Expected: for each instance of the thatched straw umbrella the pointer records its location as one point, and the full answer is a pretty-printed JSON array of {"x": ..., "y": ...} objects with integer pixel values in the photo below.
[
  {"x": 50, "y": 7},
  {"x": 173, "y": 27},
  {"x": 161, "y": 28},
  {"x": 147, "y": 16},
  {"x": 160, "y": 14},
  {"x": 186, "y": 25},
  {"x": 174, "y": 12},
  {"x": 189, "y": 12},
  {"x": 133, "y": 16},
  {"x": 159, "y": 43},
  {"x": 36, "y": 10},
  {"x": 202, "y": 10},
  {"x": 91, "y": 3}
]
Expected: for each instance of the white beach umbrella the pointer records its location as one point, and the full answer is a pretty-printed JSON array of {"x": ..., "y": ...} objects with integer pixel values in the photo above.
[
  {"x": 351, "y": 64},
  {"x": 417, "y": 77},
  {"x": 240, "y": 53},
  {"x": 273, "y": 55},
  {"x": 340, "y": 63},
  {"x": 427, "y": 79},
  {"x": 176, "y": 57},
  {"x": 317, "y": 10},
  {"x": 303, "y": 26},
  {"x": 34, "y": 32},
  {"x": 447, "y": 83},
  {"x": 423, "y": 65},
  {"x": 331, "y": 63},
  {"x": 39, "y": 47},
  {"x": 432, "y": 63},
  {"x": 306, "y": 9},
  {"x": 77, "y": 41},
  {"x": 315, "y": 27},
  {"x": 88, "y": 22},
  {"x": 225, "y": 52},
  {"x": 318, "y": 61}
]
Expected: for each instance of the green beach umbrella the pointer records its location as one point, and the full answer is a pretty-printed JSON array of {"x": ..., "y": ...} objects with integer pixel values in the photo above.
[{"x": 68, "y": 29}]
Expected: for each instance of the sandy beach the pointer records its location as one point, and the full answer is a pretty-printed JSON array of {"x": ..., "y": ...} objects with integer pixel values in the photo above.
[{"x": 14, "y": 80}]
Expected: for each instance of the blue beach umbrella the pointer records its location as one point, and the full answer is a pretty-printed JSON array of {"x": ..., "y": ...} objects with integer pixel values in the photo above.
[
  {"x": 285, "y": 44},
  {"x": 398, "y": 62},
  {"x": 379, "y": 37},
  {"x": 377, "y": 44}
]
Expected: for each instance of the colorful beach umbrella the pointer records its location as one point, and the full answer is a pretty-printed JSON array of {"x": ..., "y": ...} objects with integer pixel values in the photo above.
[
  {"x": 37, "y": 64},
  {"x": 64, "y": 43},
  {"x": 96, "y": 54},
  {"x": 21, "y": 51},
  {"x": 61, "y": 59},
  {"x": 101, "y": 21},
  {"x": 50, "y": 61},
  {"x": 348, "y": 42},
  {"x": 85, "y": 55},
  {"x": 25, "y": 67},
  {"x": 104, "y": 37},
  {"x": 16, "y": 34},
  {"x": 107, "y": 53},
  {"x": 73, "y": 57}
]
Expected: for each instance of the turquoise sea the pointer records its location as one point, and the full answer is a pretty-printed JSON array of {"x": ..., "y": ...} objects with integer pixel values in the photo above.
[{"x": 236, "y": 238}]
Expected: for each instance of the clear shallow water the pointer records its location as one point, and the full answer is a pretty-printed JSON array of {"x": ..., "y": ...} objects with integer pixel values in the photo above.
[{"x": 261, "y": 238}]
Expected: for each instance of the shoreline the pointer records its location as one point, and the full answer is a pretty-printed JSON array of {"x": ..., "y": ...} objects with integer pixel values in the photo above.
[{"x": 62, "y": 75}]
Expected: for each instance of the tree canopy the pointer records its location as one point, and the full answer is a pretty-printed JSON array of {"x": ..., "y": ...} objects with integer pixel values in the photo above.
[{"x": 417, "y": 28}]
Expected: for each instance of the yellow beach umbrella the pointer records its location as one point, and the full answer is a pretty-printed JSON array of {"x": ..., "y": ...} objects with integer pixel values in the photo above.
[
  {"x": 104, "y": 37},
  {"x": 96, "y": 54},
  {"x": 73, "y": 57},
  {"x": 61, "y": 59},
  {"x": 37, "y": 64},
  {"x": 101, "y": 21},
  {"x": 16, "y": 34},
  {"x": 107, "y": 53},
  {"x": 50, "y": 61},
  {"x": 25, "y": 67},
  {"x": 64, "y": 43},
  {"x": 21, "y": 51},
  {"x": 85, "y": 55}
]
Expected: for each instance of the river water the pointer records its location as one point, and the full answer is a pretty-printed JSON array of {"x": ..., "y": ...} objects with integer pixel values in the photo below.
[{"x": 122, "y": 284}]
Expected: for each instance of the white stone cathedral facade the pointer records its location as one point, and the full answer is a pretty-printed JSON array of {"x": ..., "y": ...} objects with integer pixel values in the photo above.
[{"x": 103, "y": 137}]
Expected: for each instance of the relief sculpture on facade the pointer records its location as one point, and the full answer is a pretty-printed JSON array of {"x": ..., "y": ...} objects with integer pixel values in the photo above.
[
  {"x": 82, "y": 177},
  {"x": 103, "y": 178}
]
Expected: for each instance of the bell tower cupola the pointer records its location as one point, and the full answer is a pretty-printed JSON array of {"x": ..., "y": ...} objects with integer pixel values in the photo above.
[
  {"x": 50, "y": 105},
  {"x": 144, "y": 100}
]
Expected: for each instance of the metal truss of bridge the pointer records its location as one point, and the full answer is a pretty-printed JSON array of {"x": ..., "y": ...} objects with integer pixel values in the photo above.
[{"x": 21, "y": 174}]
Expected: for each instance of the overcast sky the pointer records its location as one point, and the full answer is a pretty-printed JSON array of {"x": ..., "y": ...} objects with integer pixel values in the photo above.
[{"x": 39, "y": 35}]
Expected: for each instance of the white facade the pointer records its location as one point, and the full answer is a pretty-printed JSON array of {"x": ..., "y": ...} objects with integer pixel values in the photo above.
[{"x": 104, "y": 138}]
—————
=== WHAT THE TASK REQUIRES ===
Set down exactly the line with "Expected: for each instance of the white stone" and each line after it up to the end of the records, adding nothing.

=== WRITTEN RESPONSE ===
Expected: for each instance of the white stone cathedral facade the pointer records its location as one point, and the full answer is a pretty-printed JSON array of {"x": ..., "y": ...} objects with integer pixel values in the photo above.
[{"x": 103, "y": 137}]
Expected: for each instance of the relief sculpture on facade the pointer records its location as one point, and the full answer is a pretty-printed JSON array of {"x": ..., "y": ...} objects with integer pixel values in the photo above.
[
  {"x": 82, "y": 177},
  {"x": 103, "y": 178}
]
Expected: for each instance of the bell tower cupola the pointer records its location as one point, and the full answer is a pretty-printed JSON array of {"x": ..., "y": ...} objects with integer pixel values in the photo above.
[
  {"x": 50, "y": 105},
  {"x": 144, "y": 100}
]
Expected: for each instance of the metal truss of bridge the pointer records its location as one point, and the full answer is a pretty-printed JSON array of {"x": ..., "y": ...} objects with integer pixel values in the photo above.
[{"x": 21, "y": 174}]
Expected: for each instance of the overcast sky the pointer records its location as one point, and the full answer is a pretty-printed JSON array of {"x": ..., "y": ...} objects with integer pixel values in the photo above.
[{"x": 39, "y": 35}]
Expected: for each instance of the white facade the pointer records its location as one point, and the full answer is a pretty-printed JSON array of {"x": ..., "y": ...} objects with integer pixel values in the photo above.
[{"x": 104, "y": 138}]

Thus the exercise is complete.